The term “smoke test” is usually used to describe a suite of basic tests that verify that all the major features of an application are working. Some use the smoke test to determine whether a build is stable and ready for further testing. I usually use a smoke test as the final check in a deploy to production. In today’s post, I’ll share a cautionary tale about what can happen if you don’t have a smoke test. Then I’ll continue that tale and talk about how smoke tests can go wrong.
Early in my testing career, I worked for a company that had a large suite of manual regression tests, but no smoke test. Each software release was difficult, because it was impossible to run all the regression tests in a timely fashion. With each release, we picked which tests we thought would be most relevant to the software changes and executed those tests.
One day, in between releases, we heard that there had been a customer complaint that our Global Search feature wasn’t working. We investigated and found that the customer was correct. We investigated further and discovered that the feature hadn’t worked in weeks, and none of us had noticed. This was quite embarrassing for our QA team!

──────

**EXERCISE**
Rewrite everything from "Early in my" down to "executed those tests." in the smoke-test post above, putting "acceptance tests" in place of "regression tests" each time it occurs.

**SUPPLIED DATA**
──────

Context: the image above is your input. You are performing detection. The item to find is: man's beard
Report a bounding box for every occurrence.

──────

**EXERCISE ANSWER**
Early in my testing career, I worked for a company that had a large suite of manual acceptance tests, but no smoke test. Each software release was difficult, because it was impossible to run all the acceptance tests in a timely fashion. With each release, we picked which tests we thought would be most relevant to the software changes and executed those tests.